## Source extract
___
Your toddler misbehaves at mealtimes

It can be hard for a toddler to sit still for extended periods of time, and if there is any family tension at the table you can be certain it will affect his behavior. Minimize distractions, ignore the unwanted behavior, and follow behavior guidelines. Encourage him to model his behavior on yours, or an older sibling if he has one. Check that he is sitting comfortably. If he still uses a high chair, consider whether now would be a good time to introduce a normal chair. Likewise, if he is still using a bottle, its purpose will now be comfort rather than practical necessity.

You are worried that he eats too much or not enough

Most toddlers will eat when they are hungry, so it is unlikely that he will go without what he needs. However, he will need your help to regulate his eating and to eat in a healthy and balanced way. Regular mealtimes and clear behavior limits will help him to get into the routine of eating. Small healthy snacks a couple of times a day, rather than “grazing on demand”, will prevent him from filling up between meals. Make sure that he is always given plenty of fruit and vegetables and hold back on sugary snacks that may encourage unhealthy cravings.
___
## Rows from a dataset
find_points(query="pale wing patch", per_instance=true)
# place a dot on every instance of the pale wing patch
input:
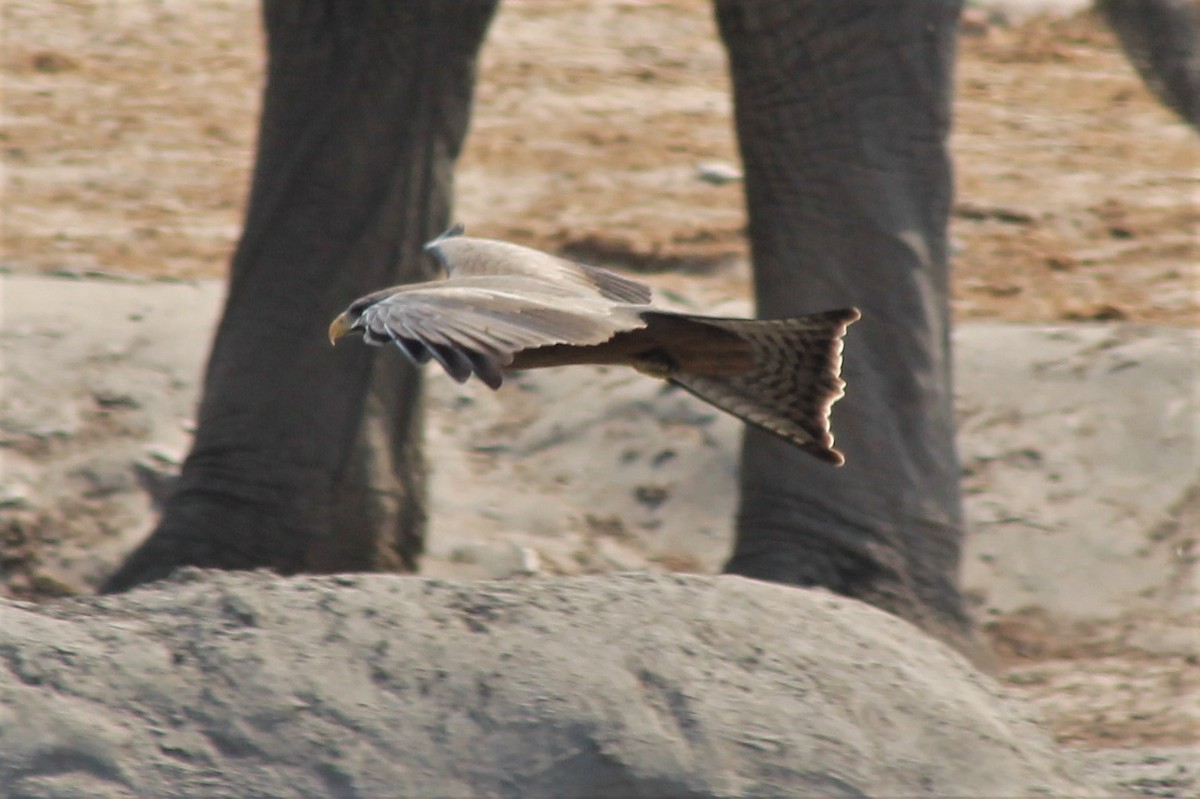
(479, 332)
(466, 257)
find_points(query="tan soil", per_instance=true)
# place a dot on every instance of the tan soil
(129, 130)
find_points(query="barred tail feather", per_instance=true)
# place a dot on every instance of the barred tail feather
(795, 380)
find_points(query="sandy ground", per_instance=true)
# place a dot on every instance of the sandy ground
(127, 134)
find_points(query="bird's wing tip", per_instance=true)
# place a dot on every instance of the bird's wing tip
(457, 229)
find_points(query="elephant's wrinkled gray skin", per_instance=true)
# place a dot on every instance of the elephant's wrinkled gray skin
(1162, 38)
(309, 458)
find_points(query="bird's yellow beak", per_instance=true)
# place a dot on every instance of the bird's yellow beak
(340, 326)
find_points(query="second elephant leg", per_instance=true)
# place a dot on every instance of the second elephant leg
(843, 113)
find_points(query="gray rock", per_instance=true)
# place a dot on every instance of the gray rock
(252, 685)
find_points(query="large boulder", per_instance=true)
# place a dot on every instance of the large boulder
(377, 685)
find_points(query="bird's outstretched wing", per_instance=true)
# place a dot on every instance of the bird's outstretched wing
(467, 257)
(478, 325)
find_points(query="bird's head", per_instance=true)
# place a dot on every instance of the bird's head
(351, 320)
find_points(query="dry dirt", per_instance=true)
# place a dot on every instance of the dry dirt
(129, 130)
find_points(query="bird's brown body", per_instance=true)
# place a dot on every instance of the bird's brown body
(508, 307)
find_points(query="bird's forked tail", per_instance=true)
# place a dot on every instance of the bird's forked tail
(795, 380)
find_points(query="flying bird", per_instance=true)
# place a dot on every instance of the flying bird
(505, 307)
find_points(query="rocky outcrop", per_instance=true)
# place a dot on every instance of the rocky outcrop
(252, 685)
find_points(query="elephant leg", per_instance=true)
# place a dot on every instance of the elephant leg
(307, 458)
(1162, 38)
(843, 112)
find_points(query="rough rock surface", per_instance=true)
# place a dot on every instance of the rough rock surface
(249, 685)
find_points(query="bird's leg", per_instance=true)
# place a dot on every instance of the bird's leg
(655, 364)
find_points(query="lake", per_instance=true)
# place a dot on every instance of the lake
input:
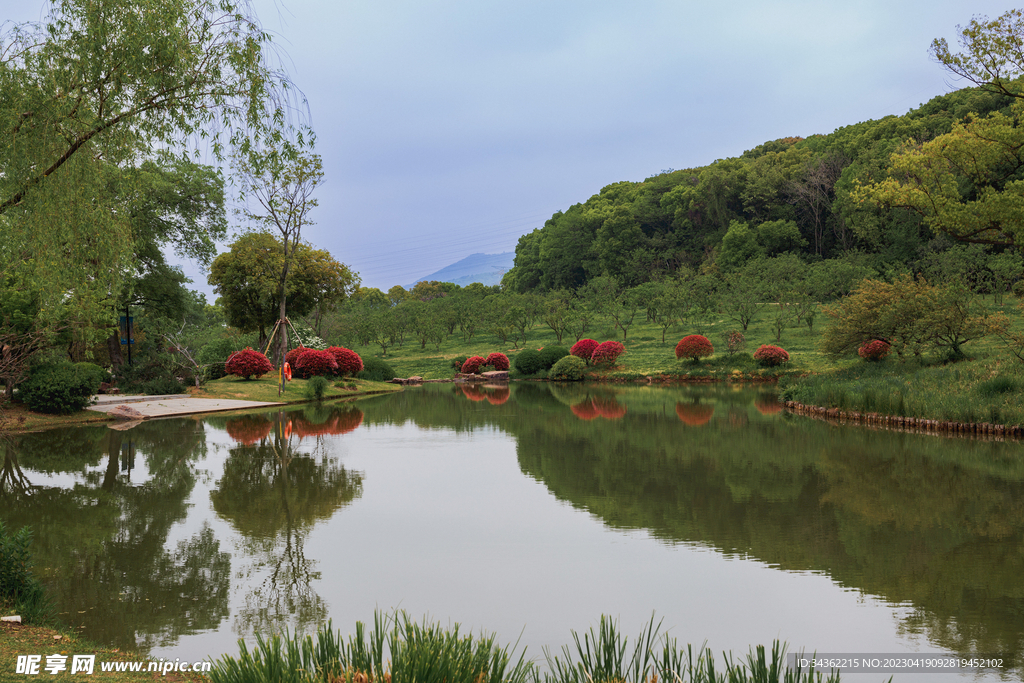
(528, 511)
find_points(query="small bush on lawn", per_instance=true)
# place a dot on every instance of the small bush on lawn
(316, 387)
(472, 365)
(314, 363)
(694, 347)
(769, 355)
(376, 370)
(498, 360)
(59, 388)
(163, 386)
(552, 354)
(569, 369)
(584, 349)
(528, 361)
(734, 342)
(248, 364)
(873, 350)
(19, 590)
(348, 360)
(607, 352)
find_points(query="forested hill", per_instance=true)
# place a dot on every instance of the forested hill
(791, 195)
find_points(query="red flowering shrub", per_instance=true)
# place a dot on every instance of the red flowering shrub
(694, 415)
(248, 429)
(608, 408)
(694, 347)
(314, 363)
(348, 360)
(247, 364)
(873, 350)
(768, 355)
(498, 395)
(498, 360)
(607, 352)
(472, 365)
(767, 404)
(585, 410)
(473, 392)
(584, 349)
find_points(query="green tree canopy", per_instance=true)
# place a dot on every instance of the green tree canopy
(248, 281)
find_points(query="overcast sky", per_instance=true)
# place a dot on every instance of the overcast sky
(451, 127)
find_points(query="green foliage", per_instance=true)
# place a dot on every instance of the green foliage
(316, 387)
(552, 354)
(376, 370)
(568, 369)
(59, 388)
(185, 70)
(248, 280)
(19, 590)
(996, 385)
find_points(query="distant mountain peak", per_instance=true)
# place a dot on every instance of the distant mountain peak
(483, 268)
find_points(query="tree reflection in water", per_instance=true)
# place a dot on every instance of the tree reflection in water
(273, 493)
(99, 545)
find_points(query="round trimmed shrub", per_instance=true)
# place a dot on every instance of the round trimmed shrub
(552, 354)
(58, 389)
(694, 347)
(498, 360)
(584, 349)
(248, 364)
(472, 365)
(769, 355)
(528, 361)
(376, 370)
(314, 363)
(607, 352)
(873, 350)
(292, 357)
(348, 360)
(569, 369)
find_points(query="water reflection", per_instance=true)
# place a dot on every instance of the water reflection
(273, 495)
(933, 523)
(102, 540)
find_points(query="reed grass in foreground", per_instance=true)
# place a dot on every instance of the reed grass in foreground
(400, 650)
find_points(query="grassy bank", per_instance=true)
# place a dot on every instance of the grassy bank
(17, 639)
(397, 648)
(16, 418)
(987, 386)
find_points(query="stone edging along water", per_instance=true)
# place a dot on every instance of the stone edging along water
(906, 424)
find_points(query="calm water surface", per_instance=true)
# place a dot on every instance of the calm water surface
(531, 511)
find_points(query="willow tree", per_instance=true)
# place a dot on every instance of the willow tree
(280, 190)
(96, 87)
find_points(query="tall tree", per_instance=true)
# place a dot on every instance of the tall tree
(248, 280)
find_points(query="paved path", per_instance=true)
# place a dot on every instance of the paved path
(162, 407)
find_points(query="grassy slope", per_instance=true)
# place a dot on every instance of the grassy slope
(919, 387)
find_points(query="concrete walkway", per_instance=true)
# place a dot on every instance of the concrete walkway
___
## Requirement 1
Copy everything in the toddler mealtime text from "You are worried" down to "encourage unhealthy cravings.".
## Requirement 2
According to the toddler mealtime text, what should a toddler get a couple of times a day instead of "grazing on demand"?
These rows have nothing to do with the toddler mealtime text.

## Reply 1
You are worried that he eats too much or not enough

Most toddlers will eat when they are hungry, so it is unlikely that he will go without what he needs. However, he will need your help to regulate his eating and to eat in a healthy and balanced way. Regular mealtimes and clear behavior limits will help him to get into the routine of eating. Small healthy snacks a couple of times a day, rather than “grazing on demand”, will prevent him from filling up between meals. Make sure that he is always given plenty of fruit and vegetables and hold back on sugary snacks that may encourage unhealthy cravings.

## Reply 2
Small healthy snacks.